Today Juliana turned one. I wrote a blog about her. I even mentioned how much Juliana likes Miss Peggy, her speech/feeding therapist. Our whole family LOVES Miss Peggy. She's great with Juliana. She's great with Noah. She was the one who helped me get the ball rolling with Early Intervention. She introduced us to the vibrating spoon, which got Juliana interested in eating solids. We've been making progress with Juliana's eating issues, and I'll be honest, I was starting to feel less stressed out and not as worried.
Towards the end of therapy today, Miss Peggy said to me, "I've got some news". Me (trying to be funny), "Let me guess, you're leaving"? Miss Peggy, "Yes. I am leaving the company. May 14 is my last day". Me, no response, with my mouth hanging open. She went on to explain what she was moving on to do, and that her replacement has 16 years of experience and we will be in great hands. When the ability to speak returned to me, my only responses were, "Aw, man!" and "good for you". But inside, I was already trying to control my tears.
ARE YOU KIDDING ME?!? What the hell?!? Everytime I think we're on the right track, God throws us a curve ball. I am so pissed right now. Not at Peggy- I could NEVER be mad her, but at the situation. We LOVE Peggy and it just plain sucks to have to make a change right now. I cried the entire way home today after therapy. I know God has a plan & a reason for this change, but I don't understand why, and I NEED to understand why. I've been angry and frustrated for so long with everything that's gone on with Juliana, and I was starting to finally lose some of that anger. Well, the anger and frustration are back, and I guess I need to start working on it again.

Natural-language object grounding data
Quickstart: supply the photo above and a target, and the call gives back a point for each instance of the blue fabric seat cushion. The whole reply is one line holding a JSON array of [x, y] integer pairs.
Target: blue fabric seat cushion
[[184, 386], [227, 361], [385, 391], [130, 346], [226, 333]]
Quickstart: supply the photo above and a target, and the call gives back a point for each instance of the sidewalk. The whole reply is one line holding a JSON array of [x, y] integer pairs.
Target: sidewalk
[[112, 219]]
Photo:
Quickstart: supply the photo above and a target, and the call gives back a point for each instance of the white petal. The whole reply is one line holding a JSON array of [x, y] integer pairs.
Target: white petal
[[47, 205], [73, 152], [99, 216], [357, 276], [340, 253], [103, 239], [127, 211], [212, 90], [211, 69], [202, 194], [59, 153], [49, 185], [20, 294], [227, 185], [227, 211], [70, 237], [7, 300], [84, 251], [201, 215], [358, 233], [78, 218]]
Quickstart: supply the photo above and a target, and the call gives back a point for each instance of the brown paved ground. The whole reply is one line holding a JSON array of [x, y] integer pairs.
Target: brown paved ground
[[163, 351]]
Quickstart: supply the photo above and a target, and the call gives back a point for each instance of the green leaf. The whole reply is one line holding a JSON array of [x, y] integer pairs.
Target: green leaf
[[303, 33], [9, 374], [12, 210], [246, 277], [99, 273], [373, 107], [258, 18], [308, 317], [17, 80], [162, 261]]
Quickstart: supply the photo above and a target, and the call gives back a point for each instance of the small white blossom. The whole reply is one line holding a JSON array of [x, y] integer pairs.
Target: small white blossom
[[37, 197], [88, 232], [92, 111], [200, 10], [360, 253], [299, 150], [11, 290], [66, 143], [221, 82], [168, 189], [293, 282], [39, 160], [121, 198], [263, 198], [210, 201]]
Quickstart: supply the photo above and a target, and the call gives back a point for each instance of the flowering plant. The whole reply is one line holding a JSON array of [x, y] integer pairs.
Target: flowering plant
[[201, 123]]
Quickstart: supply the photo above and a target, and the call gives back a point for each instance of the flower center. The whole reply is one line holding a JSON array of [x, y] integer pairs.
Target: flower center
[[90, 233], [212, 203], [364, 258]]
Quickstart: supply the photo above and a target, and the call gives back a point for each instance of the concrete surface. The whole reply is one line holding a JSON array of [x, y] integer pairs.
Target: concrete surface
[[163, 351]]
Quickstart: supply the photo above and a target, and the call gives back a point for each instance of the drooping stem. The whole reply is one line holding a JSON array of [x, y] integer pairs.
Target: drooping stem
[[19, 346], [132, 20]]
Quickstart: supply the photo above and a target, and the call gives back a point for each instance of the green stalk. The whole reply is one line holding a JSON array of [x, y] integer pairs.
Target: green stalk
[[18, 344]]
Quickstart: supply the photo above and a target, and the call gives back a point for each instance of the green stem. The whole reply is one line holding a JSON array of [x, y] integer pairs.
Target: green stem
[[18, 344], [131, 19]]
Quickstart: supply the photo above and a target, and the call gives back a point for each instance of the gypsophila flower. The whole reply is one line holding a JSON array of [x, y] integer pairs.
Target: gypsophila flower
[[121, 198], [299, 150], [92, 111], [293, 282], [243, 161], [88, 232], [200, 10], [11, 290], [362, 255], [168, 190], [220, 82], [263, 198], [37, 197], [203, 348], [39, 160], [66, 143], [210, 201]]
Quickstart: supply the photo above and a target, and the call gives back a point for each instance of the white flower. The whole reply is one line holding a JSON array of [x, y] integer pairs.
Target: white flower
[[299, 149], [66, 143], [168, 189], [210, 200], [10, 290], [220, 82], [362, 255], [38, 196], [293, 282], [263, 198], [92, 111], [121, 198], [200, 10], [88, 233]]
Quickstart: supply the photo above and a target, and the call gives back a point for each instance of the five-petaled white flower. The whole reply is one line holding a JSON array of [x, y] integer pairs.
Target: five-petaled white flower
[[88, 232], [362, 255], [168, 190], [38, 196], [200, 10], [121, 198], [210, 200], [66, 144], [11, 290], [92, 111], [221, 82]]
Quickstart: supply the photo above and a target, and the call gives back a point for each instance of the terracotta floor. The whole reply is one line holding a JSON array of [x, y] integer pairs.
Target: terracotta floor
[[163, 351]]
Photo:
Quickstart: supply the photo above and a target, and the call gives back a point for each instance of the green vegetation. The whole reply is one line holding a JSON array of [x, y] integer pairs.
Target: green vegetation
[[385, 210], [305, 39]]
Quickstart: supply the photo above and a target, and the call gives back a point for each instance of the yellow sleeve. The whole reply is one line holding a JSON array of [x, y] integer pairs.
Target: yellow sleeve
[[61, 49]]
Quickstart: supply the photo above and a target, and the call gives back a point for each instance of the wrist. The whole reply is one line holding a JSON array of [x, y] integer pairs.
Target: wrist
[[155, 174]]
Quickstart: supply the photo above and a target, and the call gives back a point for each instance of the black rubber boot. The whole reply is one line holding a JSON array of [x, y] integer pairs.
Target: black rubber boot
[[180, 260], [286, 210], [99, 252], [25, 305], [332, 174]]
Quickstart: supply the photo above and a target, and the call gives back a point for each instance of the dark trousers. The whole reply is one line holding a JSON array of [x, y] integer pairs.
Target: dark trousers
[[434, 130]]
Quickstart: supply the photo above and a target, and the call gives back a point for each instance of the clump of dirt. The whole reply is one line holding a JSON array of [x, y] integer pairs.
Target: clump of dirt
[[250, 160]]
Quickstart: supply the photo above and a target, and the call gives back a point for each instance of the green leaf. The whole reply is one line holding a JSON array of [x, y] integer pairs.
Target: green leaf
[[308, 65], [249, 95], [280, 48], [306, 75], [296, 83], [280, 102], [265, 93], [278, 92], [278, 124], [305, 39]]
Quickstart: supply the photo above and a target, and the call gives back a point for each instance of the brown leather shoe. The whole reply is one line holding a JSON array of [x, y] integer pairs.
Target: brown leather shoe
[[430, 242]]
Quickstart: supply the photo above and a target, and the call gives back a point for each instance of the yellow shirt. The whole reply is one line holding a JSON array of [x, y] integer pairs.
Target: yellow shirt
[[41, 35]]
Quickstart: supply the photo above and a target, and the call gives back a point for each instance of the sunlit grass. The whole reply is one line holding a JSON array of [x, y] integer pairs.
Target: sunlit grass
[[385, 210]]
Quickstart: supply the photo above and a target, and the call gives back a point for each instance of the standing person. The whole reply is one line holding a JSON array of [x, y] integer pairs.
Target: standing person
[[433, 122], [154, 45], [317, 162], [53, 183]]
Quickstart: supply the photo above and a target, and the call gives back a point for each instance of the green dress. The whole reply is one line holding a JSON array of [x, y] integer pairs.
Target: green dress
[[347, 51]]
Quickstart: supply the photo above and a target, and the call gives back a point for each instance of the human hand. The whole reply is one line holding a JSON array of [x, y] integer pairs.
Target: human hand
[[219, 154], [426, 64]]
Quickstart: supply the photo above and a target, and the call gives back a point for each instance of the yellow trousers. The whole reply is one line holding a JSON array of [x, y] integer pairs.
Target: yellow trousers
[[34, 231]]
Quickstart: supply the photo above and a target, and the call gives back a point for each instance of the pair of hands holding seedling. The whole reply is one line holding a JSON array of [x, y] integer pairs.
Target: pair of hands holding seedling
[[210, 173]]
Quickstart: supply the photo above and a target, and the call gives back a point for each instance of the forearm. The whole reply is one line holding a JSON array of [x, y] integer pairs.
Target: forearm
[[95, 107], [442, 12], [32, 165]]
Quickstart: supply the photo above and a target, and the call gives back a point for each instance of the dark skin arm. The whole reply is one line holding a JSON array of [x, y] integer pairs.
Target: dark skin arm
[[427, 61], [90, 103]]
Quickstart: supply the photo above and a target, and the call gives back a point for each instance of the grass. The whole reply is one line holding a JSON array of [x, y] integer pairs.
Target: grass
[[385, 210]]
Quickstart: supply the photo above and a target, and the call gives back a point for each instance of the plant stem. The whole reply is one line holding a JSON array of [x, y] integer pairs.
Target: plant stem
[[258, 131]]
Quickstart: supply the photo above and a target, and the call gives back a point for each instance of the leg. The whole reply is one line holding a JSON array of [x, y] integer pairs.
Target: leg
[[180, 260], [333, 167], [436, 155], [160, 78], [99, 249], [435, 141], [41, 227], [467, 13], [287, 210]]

[What you should do] In the text about Miss Peggy leaving, what are the writer's own spoken words to Miss Peggy, as given in quotation marks?

[Finished exercise]
- "Let me guess, you're leaving"
- "Aw, man!"
- "good for you"